Lightning strike likely cause of massive power outage

Posted July 24, 2008, at 12 a.m.
Last modified Jan. 27, 2011, at 11:56 p.m.

BANGOR, Maine – Wild weather was the theme across much of Maine Thursday, from lightening strikes to a tornado watch that stretched across most of the state.

A system-wide power outage that stretched across four counties created concern and alarm Thursday morning for Bangor Hydro-Electric Co. customers who found themselves without lights, water, or a way to perk their morning coffee.

A lightening strike may have caused the outage that left about 115,000 Bangor Hydro customers were in the dark for a couple of hours starting shortly before 8 a.m., spokeswoman Susan Faloon said.

After power was restored, Bangor Hydro officials began investigating the cause of the incident but still couldn’ t pinpoint a cause Thursday afternoon.

” The focus has been on restoration,” Faloon said. ” Most customers are back up by now and those that aren’ t should be up shortly.”

> _Task list_:
a – According to the news story about the power outage, about how many Bangor Hydro customers lost power?
b – Count the lines in the records that contain the word "night" and give only the number.

> _Raw records_:
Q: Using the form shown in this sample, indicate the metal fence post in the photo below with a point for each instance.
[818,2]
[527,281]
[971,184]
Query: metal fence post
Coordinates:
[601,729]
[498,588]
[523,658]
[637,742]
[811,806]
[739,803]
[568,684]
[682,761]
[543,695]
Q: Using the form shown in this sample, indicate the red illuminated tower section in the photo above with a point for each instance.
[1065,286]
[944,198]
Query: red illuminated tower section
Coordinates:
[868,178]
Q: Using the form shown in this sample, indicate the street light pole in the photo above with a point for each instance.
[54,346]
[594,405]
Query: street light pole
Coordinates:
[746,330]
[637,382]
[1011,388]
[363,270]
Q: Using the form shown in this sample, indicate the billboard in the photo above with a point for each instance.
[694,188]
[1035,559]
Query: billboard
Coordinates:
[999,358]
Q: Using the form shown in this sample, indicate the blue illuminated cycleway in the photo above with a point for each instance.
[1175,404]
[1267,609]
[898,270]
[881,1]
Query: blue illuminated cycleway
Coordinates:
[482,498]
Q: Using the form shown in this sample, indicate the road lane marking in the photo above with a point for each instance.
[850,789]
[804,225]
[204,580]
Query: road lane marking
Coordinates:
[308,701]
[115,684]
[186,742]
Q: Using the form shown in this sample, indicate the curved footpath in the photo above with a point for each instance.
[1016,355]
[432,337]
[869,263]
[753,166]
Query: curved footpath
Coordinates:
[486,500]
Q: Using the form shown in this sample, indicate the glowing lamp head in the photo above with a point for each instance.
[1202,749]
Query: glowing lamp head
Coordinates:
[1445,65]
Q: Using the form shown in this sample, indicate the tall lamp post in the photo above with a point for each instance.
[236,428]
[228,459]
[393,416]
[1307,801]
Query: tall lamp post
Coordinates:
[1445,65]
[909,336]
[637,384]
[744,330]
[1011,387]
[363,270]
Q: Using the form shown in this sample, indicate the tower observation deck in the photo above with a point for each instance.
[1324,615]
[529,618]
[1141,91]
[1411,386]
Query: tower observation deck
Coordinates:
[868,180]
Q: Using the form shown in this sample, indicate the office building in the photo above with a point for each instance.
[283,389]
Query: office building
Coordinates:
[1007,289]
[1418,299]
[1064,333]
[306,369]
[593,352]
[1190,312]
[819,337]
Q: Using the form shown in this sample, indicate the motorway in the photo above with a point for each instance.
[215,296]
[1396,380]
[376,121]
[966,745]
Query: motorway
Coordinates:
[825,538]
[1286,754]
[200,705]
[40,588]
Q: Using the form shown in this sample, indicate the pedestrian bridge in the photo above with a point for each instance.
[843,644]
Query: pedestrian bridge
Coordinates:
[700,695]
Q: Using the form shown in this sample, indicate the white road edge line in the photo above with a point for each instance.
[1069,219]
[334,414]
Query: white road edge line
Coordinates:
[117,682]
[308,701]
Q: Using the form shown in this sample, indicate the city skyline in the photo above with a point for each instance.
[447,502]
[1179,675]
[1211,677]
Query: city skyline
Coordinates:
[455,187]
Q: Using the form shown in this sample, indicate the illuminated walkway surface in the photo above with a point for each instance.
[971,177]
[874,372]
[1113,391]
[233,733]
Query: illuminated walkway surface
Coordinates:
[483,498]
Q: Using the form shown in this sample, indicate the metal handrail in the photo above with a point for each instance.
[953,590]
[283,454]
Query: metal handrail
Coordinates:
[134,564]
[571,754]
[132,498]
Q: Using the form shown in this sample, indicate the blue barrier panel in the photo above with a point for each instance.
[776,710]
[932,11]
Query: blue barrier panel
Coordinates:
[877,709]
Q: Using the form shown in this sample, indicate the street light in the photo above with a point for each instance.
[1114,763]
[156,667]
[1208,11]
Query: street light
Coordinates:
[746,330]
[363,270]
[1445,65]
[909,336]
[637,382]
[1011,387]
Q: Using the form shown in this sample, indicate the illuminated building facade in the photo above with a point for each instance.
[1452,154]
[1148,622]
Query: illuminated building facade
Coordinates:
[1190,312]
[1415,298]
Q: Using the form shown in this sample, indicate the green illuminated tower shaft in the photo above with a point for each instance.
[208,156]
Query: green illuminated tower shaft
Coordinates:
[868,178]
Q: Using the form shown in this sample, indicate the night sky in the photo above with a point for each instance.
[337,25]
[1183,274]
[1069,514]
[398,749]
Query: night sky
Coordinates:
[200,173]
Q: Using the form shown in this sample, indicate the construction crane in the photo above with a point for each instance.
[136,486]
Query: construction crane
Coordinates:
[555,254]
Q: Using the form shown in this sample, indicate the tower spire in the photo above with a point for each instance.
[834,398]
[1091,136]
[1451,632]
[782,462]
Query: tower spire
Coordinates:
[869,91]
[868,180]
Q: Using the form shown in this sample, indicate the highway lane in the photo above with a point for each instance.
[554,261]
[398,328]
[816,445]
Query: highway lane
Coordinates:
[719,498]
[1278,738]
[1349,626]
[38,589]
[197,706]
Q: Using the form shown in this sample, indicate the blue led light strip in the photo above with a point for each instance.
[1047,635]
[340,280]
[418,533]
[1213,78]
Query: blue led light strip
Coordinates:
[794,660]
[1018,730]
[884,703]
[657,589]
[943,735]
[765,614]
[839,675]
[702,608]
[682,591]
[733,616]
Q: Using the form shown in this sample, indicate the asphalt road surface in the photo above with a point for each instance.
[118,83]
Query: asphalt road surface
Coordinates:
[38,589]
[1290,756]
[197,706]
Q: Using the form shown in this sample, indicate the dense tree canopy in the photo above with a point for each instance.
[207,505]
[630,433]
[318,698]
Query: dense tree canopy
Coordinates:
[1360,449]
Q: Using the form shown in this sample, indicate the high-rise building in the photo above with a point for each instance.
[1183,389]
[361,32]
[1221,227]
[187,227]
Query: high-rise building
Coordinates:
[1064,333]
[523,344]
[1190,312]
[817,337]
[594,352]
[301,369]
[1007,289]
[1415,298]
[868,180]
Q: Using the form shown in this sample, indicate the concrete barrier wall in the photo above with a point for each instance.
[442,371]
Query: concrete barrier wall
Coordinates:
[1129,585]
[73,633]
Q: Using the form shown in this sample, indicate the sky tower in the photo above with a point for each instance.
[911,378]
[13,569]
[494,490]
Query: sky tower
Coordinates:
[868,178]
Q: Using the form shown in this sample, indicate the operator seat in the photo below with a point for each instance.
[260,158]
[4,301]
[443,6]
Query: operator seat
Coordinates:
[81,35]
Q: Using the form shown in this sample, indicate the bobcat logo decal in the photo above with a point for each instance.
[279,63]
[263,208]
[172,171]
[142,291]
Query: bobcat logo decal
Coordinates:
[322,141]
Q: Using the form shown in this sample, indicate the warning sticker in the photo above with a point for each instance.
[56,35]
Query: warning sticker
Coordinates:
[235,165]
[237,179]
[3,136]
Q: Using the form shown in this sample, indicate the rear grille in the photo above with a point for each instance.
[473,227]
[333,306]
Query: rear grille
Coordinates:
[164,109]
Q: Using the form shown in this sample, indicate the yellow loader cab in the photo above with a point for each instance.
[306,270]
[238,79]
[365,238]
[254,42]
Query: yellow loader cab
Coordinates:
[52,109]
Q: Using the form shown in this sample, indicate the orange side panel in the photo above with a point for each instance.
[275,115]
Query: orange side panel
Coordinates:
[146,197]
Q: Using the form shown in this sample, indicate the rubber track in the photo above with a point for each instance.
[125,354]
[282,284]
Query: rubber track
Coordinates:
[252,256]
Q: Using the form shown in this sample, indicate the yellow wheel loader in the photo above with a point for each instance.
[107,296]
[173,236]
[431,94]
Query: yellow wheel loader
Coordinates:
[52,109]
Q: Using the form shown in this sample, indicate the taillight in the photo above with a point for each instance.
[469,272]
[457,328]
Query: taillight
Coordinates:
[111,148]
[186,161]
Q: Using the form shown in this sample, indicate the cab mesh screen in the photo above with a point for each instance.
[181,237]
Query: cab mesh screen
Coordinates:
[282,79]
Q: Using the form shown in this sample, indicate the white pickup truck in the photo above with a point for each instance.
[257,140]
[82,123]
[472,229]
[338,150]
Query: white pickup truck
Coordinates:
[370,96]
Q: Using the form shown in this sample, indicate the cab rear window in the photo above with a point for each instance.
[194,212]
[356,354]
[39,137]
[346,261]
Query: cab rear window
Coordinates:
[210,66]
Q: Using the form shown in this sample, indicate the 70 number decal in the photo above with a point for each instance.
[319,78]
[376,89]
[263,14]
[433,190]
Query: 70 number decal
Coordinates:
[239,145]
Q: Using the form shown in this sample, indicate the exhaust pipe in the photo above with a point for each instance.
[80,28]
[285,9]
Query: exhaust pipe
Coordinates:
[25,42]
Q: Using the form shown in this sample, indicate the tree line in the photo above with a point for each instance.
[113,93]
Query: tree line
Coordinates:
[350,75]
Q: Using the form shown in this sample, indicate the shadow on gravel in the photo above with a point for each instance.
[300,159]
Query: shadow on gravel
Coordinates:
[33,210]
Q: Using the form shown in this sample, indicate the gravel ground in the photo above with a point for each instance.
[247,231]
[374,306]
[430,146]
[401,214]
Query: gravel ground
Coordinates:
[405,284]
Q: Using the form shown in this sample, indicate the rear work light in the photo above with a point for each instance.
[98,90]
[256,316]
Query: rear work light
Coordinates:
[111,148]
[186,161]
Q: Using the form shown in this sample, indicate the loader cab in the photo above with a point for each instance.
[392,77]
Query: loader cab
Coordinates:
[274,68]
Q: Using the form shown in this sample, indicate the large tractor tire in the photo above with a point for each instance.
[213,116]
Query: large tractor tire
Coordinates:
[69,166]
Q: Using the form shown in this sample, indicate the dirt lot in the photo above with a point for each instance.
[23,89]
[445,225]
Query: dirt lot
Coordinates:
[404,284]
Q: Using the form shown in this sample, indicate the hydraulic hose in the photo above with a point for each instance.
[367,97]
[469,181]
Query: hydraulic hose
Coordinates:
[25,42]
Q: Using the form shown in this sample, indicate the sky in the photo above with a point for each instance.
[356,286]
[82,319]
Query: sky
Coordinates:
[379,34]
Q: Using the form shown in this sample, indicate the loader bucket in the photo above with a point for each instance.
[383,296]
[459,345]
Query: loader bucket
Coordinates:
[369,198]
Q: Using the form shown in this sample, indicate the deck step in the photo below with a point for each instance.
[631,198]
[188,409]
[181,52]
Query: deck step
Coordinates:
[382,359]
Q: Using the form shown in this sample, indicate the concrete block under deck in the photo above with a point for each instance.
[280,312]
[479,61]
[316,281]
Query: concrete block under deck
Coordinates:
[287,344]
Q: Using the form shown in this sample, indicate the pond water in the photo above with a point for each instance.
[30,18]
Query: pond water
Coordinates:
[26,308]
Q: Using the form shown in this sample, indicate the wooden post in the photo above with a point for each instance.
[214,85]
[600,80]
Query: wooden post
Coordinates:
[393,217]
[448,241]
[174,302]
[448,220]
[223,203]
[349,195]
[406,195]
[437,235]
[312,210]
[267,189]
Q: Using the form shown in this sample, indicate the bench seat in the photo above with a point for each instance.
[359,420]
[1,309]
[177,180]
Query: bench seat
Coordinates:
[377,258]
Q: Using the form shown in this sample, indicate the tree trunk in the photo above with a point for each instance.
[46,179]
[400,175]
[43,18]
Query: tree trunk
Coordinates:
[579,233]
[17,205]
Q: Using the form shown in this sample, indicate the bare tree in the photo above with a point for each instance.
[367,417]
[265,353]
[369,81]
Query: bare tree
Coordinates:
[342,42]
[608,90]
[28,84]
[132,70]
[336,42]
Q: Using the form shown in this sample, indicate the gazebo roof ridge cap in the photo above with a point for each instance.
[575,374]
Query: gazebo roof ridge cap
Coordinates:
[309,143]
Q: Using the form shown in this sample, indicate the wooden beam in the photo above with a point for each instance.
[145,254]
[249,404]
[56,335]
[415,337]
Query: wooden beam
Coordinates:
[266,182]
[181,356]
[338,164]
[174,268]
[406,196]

> _Completed exercise_:
a – About 115,000

b – 2